> **Actions to take**
A. Using the embedding documentation, answer each question in one line.
(i) What does prepare_act_document_embedding return if the act is skipped?
(ii) Which library does the LocalEmbedding class use to produce embeddings?
(iii) Which tokenizer does the Mistral provider use for token counting?
B. Quote a passage from the embedding documentation word for word. Begin at the words "Prepare whole-act embedding" and stop after "objects for the act.".
C. Continue the embedding documentation from its last shown entry.

> **Text**
"""

One EmbedBatchResult per batch, ready to be persisted.

Return type:

list[EmbedBatchResult]

lalandre_embedding.pipeline.prepare_act_document_embedding(*, act, subdivisions, chunks, chunk_vectors, payload_builder, state_map, provider, model_name, vector_size, force=False)[source]

Prepare whole-act embedding via mean pooling. Pure logic — no DB access.

Parameters:
  • act (Any) – The ORM act object.

  • subdivisions (list[Any]) – ORM subdivision objects for the act.

  • chunks (list[Any]) – ORM (chunk, subdivision) tuples for the act.

  • chunk_vectors (dict[int, list[float]]) – Pre-fetched {chunk_id: vector} from Qdrant.

  • payload_builder (PayloadBuilder) – Builds Qdrant payloads.

  • state_map (dict[int, str]) – Pre-fetched {act_id: content_hash} from embedding_state.

  • vector_size (int) – Embedding identity.

  • force (bool) – If True, embed regardless of state_map.

  • provider (str)

  • model_name (str)

  • vector_size

Returns:

EmbedBatchResult with a single point, or None if skipped.

Return type:

EmbedBatchResult | None

lalandre_embedding.providers

Source: packages/lalandre_embedding/lalandre_embedding/providers/__init__.py

Embedding provider implementations.

lalandre_embedding.providers.local

Source: packages/lalandre_embedding/lalandre_embedding/providers/local.py

Local embedding provider

class lalandre_embedding.providers.local.LocalEmbedding(model_name=None, device=None, cache_dir=None, normalize_embeddings=True, enable_cache=None, cache_max_size=None)[source]

Bases: EmbeddingProvider, SupportsCacheSize

Local embedding provider using sentence-transformers with in-memory LRU cache

Parameters:
  • model_name (str | None)

  • device (str | None)

  • cache_dir (str | None)

  • normalize_embeddings (bool)

  • enable_cache (bool | None)

  • cache_max_size (int | None)

estimate_tokens(text)[source]

Estimate token usage with the underlying sentence-transformers tokenizer.

Parameters:

text (str)

Return type:

int | None

get_max_input_tokens()[source]

Return the maximum sequence length supported by the local model.

Return type:

int | None

embed_text(text)[source]

Generate embedding with cache support

Parameters:

text (str)

Return type:

List[float]

embed_batch(texts)[source]

Generate batch embeddings with cache support

Parameters:

texts (List[str])

Return type:

List[List[float]]

get_vector_size()[source]

Return the embedding vector dimension exposed by the model.

Return type:

int

get_cache_size()[source]

Return the current number of cached embeddings.

Return type:

int

lalandre_embedding.providers.mistral

Source: packages/lalandre_embedding/lalandre_embedding/providers/mistral.py

Mistral embedding provider with multi-key round-robin support and Redis cache.

Token counting uses mistral-common with the v1 SentencePiece tokenizer (the tokenizer family used by mistral-embed).

class lalandre_embedding.providers.mistral.MistralEmbedding(model_name=None, redis_client=None, cache_ttl=None, key_pool=None)[source]

Bases: EmbeddingProvider, SupportsNumKeys

Mistral embedding provider with multi-key round-robin support and Redis cache

Parameters:
  • model_name (str | None)

"""

> **Supplied information**
"""

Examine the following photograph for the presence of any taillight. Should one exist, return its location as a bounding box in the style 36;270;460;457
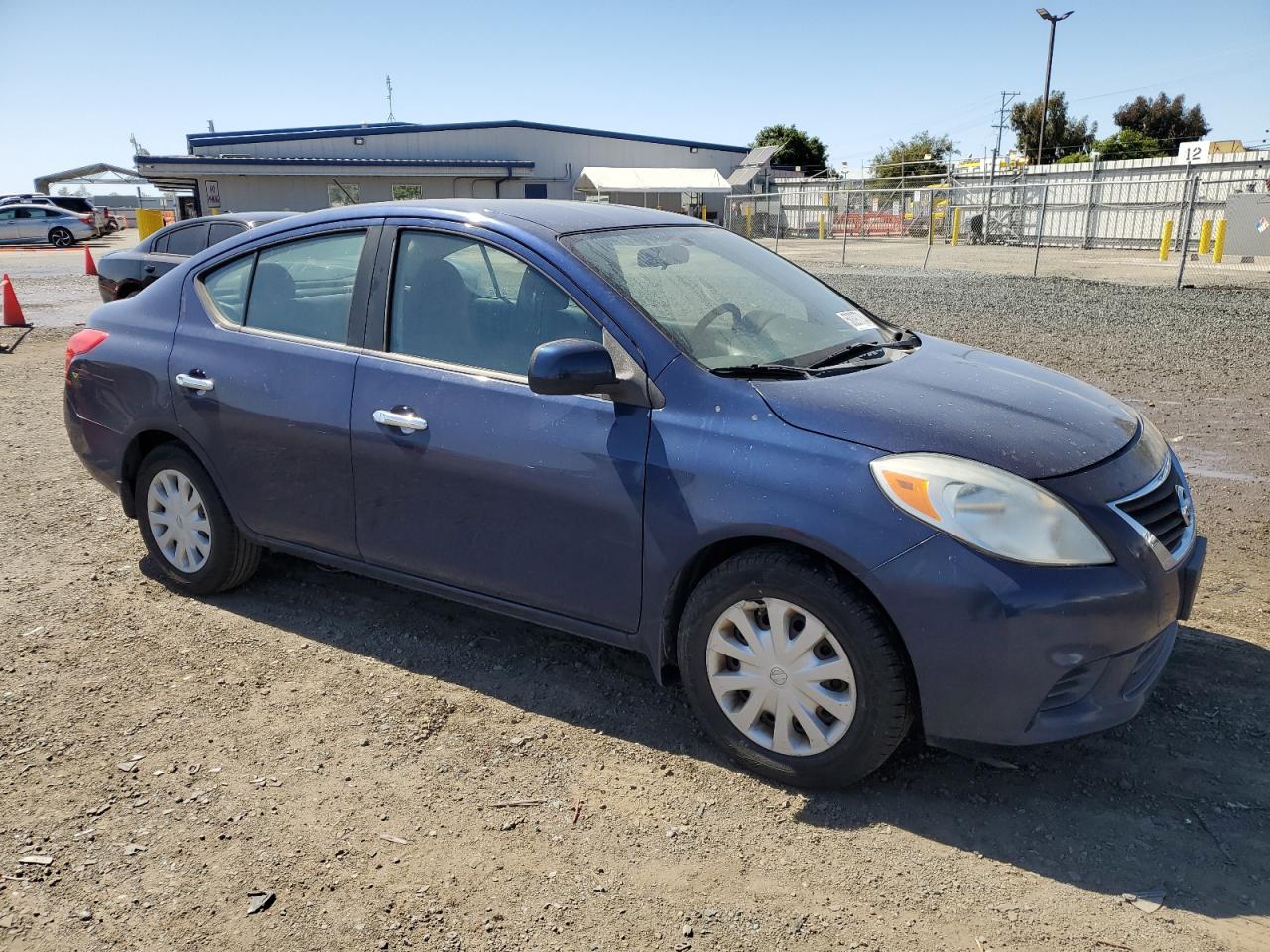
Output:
66;327;110;380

"""

> **Answers given**
A.
(i) None.
(ii) sentence-transformers, with an in-memory LRU cache.
(iii) The v1 SentencePiece tokenizer from mistral-common.

B.
Prepare whole-act embedding via mean pooling. Pure logic — no DB access.

Parameters:
  • act (Any) – The ORM act object.

  • subdivisions (list[Any]) – ORM subdivision objects for the act.

C.
  • redis_client (Any | None)

  • cache_ttl (int | None)

  • key_pool (APIKeyPool | None)

get_max_input_tokens()[source]

Return the documented maximum input length for mistral-embed.

Return type:

int | None

estimate_tokens(text)[source]

Count tokens using the Mistral v1 SentencePiece tokenizer.

Parameters:

text (str)

Return type:

int | None

embed_text(text)[source]

Generate embedding using next available client (round-robin) with cache

Parameters:

text (str)

Return type:

List[float]

embed_batch(texts)[source]

Generate batch embeddings using next available client (round-robin) with cache

Parameters:

texts (List[str])

Return type:

List[List[float]]

get_vector_size()[source]

Return the embedding vector dimension configured for the provider.

Return type:

int

get_num_keys()[source]

Return the number of API keys participating in round-robin calls.

Return type:

int

lalandre_embedding.service

Source: packages/lalandre_embedding/lalandre_embedding/service.py

Embedding service.

Supports multiple providers (Mistral API, local sentence-transformers) with automatic token-limit guard, adaptive text splitting, and weighted-average aggregation for long documents.

class lalandre_embedding.service.EmbeddingService(provider=None, model_name=None, api_key=None, device=None, cache_dir=None, normalize_embeddings=None, enable_cache=None, cache_max_size=None, key_pool=None)[source]

Bases: EmbeddingProvider

Supports multiple providers: Mistral and local models.

The service itself exposes the EmbeddingProvider interface so callers can benefit from token guards and adaptive splitting without reaching into the raw provider implementation.

Initialize embedding service

Parameters:
  • provider (str | None)

  • model_name (str | None)

  • api_key (str | None)

  • device (str | None)

  • cache_dir (str | None)

  • normalize_embeddings (bool | None)

  • enable_cache (bool | None)

  • cache_max_size (int | None)

  • key_pool (Any | None)

embed_text(text)[source]

Generate embedding for a single text :returns: List of floats representing the embedding vector

Parameters:

text (str)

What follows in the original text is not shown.